Objective » Recast everything from the start of the records down to the line containing "point(266, 75)" as a two-column CSV with the headers task and points, one row per task, each field quoted and any line breaks turned into spaces. Leave the pictures out.

-- START OF Information provided --

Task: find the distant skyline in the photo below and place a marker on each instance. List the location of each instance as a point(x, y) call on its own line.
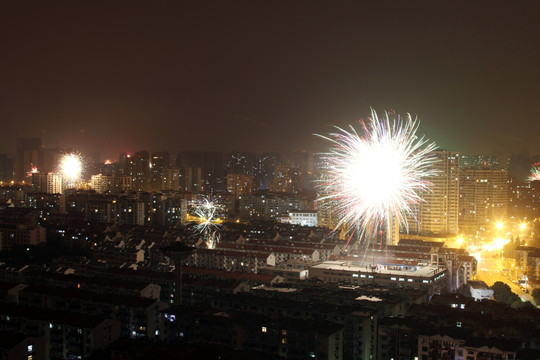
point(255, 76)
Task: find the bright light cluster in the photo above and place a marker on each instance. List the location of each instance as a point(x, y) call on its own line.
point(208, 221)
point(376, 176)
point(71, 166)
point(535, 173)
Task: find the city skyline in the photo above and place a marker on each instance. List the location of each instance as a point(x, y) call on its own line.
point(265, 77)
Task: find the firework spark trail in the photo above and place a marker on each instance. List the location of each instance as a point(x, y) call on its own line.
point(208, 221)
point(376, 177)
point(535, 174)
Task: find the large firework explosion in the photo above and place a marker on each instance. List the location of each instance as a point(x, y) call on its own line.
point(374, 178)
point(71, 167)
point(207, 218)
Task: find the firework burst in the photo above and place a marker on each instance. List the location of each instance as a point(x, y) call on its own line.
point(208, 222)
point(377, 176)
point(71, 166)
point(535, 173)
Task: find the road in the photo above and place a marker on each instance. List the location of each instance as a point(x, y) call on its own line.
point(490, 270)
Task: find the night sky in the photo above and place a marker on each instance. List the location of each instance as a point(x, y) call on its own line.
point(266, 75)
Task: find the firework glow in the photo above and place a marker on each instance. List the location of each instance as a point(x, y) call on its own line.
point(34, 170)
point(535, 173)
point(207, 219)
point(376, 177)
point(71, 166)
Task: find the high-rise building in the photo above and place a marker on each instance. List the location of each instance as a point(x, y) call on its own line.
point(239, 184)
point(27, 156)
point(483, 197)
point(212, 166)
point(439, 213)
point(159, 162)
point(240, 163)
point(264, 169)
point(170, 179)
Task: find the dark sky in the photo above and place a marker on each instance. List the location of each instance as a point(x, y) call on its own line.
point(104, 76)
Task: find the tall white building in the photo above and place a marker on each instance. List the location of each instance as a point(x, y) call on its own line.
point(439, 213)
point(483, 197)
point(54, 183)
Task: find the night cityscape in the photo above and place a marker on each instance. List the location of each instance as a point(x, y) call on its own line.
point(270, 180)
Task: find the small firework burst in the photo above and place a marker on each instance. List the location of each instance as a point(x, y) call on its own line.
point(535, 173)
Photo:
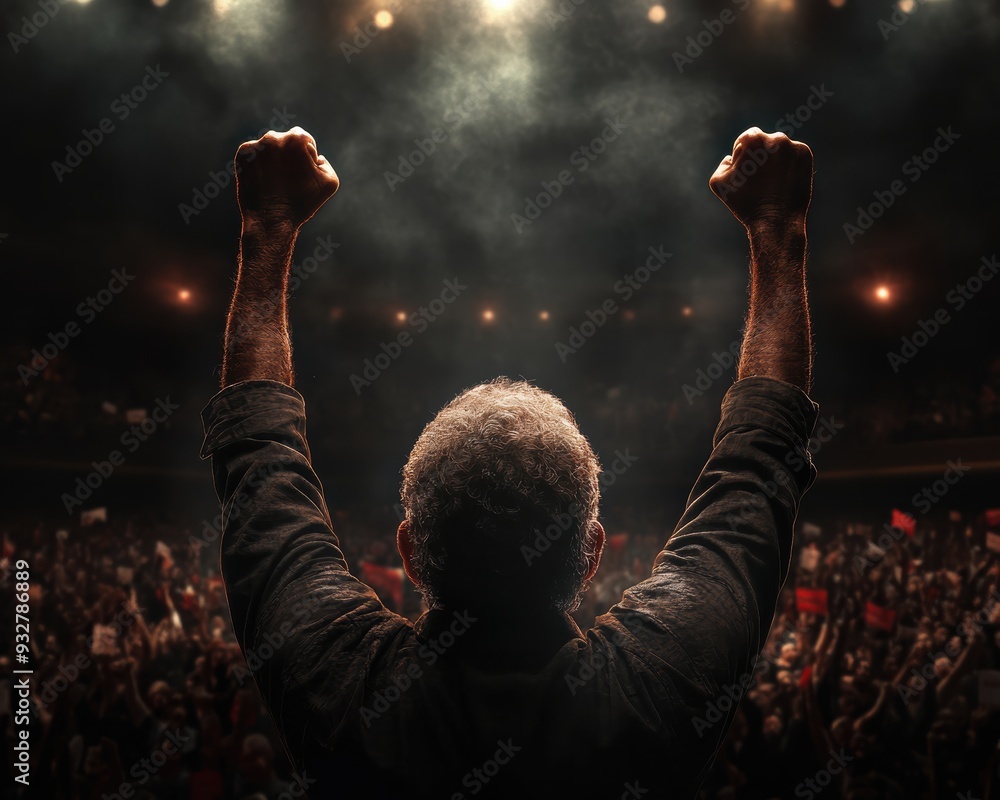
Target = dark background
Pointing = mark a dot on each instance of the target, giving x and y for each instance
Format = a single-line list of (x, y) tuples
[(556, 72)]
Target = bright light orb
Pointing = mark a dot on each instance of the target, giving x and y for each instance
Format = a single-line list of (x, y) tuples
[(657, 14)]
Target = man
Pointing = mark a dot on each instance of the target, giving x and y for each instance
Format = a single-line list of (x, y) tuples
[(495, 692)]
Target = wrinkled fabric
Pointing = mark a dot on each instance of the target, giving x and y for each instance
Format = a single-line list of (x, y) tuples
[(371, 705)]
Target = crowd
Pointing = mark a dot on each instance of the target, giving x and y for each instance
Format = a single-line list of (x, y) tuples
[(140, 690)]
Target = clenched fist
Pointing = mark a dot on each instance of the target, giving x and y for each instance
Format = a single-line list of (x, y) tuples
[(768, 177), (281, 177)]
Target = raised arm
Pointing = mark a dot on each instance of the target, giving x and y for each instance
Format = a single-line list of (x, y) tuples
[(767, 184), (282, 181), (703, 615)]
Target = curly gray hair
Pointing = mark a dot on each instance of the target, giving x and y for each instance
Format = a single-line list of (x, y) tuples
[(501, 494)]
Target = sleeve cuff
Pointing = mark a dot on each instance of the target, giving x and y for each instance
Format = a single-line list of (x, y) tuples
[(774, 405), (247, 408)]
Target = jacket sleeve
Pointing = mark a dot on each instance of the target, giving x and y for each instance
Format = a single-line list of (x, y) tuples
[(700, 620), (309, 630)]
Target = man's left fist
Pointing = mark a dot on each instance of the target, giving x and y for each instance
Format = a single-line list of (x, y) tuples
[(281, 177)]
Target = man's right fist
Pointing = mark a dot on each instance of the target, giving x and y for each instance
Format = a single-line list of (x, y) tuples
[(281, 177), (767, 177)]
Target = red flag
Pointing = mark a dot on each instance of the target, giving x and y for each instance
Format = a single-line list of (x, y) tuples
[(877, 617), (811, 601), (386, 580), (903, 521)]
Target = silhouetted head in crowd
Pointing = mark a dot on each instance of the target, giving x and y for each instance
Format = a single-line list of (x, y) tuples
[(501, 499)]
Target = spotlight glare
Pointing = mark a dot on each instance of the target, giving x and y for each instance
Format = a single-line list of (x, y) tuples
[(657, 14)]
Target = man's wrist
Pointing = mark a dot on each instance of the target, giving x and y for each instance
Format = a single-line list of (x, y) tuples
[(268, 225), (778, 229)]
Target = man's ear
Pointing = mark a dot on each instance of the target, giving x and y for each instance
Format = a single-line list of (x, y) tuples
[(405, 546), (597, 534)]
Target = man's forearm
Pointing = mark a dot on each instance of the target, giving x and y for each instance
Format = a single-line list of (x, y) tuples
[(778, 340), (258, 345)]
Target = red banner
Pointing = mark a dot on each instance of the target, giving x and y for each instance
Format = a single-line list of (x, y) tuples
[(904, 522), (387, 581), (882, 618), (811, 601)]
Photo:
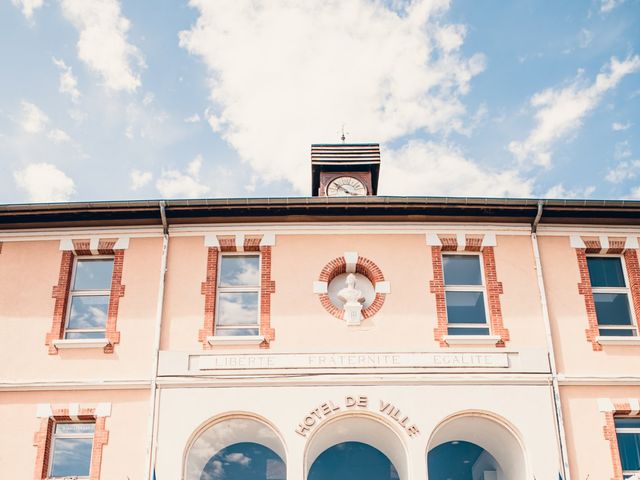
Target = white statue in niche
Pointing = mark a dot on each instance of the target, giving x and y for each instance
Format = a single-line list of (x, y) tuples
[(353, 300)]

-- END OF Information provided --

Written solution »
task,points
"Task: find the distant skyline in the photo below and place a marker on each instance. List the location of each instance as a point(x, y) call on its own line.","point(255, 76)"
"Task: find the bright light cluster in the photo above and place a marker on each instance. List the location of each instance as a point(x, y) call on its own line.","point(208, 221) point(376, 176) point(71, 166) point(535, 173)"
"Task: find the city skyline in the photo above and place a marker on each instance. List the location of each instance as a point(x, y) call on its own line.","point(265, 77)"
"Task: find the firework spark trail in the photo above and place a marker on each instance. List the location of each instance as a point(x, y) call on its own line.","point(208, 221) point(376, 177) point(535, 174)"
"Task: find the large firework explosion in the photo above and place a marker on each instance. List the location of each instance as a point(x, y) call on its own line.","point(374, 178) point(71, 167) point(207, 218)"
"Task: find the firework burst in the photo above and place a marker on each instance. List the location of each instance as a point(x, y) call on its own line.","point(208, 222) point(377, 176) point(71, 166) point(535, 173)"
"Task: find the road in the photo above and place a marker on each instance. List the location of each instance as a point(x, y) call on its own line.","point(490, 270)"
"Task: find the night sky in the photo above and place a marker on each instance. List the location of each instance as a point(x, y) call on its own line.","point(266, 75)"